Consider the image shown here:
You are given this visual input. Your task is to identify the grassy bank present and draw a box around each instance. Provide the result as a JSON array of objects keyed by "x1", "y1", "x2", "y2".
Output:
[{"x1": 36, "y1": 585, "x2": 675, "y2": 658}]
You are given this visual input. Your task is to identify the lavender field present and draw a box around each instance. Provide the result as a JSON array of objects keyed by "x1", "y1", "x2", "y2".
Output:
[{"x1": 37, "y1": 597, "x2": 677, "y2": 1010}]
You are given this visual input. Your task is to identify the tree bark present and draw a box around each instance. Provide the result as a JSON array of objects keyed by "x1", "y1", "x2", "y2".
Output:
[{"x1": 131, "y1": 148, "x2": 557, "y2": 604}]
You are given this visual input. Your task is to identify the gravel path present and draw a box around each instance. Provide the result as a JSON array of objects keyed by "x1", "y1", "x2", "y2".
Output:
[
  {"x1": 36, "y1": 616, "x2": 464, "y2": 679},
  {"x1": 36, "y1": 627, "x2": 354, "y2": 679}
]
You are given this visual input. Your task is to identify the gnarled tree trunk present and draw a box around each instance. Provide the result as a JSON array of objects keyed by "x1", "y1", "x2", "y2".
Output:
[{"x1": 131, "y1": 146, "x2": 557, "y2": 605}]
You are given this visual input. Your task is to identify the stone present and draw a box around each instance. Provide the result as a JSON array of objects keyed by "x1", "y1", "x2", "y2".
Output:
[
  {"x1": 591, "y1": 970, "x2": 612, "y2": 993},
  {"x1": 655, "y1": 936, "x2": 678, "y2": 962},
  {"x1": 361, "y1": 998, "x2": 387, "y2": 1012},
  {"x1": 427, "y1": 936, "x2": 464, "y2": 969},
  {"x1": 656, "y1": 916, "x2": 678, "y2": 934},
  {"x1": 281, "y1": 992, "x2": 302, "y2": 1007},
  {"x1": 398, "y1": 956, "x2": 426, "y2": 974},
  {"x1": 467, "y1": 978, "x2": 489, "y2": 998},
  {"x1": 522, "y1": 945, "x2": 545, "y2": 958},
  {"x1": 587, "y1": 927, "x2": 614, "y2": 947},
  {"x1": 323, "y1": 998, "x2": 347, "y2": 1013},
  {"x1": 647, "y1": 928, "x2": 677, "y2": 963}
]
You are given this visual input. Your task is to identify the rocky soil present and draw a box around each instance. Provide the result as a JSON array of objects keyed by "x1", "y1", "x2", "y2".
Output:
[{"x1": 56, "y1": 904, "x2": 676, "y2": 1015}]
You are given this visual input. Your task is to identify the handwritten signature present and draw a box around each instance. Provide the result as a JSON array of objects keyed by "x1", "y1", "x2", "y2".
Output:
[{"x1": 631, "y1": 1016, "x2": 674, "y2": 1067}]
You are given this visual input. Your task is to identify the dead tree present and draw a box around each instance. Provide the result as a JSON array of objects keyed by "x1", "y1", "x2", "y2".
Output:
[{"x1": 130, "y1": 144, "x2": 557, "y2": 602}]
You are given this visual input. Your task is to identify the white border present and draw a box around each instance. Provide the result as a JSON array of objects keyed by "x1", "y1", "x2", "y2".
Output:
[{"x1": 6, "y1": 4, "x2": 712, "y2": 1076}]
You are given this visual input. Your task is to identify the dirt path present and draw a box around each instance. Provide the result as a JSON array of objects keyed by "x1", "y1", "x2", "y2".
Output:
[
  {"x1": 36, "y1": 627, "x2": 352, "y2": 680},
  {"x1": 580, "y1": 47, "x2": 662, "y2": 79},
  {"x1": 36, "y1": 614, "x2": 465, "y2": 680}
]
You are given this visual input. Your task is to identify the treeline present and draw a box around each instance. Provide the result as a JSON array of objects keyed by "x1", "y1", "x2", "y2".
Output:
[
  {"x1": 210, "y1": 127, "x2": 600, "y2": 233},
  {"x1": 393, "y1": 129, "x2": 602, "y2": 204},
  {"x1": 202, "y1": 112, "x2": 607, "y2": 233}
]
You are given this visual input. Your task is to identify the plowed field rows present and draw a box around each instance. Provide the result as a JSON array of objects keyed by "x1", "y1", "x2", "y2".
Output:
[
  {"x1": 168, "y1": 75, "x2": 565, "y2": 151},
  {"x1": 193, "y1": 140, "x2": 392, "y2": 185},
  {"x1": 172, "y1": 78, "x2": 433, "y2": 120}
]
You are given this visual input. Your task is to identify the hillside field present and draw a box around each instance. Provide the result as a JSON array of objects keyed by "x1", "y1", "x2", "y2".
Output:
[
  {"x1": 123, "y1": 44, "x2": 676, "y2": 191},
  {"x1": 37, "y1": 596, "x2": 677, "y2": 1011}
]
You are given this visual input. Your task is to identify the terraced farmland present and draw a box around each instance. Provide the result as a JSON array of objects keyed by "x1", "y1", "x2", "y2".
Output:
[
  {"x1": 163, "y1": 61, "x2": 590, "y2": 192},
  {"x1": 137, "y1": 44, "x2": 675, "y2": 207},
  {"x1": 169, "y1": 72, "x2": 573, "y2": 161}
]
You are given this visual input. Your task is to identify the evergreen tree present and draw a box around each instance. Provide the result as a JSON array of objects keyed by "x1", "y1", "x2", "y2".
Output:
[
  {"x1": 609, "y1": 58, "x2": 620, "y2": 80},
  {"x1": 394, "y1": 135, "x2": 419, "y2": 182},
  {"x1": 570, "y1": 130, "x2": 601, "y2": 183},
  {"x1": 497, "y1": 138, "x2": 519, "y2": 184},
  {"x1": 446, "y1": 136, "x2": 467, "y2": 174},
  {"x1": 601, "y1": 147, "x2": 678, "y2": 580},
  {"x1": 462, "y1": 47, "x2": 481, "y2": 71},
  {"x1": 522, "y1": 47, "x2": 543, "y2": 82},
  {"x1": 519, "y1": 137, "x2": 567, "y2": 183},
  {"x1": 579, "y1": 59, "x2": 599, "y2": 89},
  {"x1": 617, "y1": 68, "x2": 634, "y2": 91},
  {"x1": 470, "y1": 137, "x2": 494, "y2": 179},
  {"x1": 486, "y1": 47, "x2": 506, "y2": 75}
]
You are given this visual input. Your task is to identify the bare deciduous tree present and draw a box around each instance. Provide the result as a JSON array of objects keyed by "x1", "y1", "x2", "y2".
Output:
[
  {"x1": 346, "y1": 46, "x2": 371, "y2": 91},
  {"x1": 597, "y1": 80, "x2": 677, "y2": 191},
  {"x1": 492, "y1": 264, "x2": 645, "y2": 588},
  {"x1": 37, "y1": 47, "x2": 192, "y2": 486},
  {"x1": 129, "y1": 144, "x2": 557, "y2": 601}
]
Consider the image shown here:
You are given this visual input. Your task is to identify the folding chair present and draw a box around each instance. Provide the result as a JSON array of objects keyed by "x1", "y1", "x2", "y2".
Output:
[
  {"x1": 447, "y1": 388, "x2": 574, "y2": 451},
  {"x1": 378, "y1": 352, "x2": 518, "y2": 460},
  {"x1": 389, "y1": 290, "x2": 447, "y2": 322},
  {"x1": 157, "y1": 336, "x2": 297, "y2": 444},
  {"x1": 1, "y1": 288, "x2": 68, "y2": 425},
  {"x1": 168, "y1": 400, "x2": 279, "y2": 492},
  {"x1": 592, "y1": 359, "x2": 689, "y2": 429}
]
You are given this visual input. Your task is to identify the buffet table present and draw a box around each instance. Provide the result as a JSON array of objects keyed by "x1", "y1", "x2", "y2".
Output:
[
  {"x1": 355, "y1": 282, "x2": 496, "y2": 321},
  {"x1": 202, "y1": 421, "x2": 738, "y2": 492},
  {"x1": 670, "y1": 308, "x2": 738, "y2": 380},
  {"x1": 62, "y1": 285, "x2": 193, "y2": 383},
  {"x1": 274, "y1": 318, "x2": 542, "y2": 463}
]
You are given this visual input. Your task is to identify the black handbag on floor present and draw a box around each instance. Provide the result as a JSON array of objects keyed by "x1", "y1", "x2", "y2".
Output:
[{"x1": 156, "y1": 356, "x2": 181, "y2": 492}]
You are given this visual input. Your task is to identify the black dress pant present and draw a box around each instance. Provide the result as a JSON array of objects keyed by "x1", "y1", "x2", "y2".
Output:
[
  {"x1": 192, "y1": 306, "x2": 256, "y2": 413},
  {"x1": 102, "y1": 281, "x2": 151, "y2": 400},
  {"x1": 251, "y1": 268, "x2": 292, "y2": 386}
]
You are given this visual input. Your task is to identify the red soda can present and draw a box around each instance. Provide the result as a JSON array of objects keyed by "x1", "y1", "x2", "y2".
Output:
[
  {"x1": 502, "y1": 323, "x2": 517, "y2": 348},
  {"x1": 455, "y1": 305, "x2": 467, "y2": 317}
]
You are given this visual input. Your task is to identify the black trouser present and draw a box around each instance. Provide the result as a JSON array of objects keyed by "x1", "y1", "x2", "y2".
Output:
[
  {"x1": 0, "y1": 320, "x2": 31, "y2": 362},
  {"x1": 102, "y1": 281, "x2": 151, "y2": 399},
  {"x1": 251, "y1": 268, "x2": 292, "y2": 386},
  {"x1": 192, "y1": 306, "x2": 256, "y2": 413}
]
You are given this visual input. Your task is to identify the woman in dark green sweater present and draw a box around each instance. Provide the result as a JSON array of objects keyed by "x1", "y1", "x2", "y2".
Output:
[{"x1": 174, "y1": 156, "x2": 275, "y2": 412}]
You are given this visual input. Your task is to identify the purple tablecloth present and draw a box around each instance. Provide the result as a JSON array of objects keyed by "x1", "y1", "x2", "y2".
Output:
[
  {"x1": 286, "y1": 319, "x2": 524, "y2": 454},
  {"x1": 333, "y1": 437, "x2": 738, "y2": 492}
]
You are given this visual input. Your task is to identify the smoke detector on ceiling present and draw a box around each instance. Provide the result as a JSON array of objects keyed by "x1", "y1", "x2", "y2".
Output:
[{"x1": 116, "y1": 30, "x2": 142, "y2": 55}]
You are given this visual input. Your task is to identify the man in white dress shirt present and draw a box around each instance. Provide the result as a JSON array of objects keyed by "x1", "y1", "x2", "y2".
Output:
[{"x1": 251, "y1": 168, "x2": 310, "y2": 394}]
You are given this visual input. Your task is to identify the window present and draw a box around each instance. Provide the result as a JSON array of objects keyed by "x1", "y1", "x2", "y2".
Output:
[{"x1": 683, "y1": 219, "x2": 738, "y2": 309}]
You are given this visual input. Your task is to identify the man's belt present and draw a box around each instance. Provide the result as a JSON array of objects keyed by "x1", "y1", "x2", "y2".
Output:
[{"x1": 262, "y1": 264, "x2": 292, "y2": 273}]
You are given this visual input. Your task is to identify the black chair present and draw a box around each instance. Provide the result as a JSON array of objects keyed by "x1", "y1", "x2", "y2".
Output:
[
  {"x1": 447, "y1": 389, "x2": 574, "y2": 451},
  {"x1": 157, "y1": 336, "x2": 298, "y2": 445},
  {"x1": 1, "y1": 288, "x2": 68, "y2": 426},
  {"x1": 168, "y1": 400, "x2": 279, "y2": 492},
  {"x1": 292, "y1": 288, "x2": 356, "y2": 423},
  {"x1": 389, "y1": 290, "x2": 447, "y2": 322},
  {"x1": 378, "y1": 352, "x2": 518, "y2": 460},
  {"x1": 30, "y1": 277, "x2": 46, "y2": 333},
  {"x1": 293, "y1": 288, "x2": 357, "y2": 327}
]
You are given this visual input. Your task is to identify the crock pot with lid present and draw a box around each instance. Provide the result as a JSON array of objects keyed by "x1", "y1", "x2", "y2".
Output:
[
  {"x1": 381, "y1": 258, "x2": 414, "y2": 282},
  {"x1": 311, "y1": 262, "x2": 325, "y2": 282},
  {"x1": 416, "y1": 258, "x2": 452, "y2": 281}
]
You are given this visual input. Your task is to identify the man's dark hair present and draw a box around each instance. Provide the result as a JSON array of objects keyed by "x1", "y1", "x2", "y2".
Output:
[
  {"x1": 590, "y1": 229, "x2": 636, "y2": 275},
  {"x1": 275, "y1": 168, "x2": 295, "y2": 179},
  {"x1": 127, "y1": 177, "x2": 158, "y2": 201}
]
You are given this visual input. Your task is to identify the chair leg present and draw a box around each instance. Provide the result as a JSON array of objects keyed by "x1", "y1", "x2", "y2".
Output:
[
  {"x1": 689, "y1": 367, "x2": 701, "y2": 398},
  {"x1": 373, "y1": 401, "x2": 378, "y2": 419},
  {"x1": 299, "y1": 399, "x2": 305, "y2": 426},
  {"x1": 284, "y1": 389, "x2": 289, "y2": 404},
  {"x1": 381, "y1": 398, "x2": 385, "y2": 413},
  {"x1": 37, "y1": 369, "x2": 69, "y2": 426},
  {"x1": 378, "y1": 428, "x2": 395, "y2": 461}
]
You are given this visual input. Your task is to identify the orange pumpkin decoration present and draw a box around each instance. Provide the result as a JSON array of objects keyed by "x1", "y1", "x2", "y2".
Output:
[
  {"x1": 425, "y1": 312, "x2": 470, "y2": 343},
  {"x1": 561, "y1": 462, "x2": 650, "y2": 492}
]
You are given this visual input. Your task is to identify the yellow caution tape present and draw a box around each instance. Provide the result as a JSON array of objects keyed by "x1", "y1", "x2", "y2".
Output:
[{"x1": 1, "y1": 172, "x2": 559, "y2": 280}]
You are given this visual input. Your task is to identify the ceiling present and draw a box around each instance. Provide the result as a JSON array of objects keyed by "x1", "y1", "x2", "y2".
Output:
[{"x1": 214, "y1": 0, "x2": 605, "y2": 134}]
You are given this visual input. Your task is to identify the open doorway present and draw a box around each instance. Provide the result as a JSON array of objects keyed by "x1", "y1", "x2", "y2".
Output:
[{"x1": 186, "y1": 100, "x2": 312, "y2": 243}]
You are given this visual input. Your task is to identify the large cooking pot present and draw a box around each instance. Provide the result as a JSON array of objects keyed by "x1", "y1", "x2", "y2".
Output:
+++
Which lines in the records contain the word "chair"? Copy each one.

> WRITTEN REPLY
You are given this visual input. Your task is to identify the folding chair present and draw a box around each instance. Provide the result as a JSON array of objects keyed by "x1", "y1", "x2", "y2".
You are given this visual input. Your task is to identify the black chair present and draw a box around each instance. Provide the result as a JSON array of objects keyed by "x1", "y1", "x2", "y2".
You are given this visual input. Your task is to identify the chair leg present and draw a box around each instance. Provide the result as a JSON array of objects keyed by "x1", "y1", "x2", "y2".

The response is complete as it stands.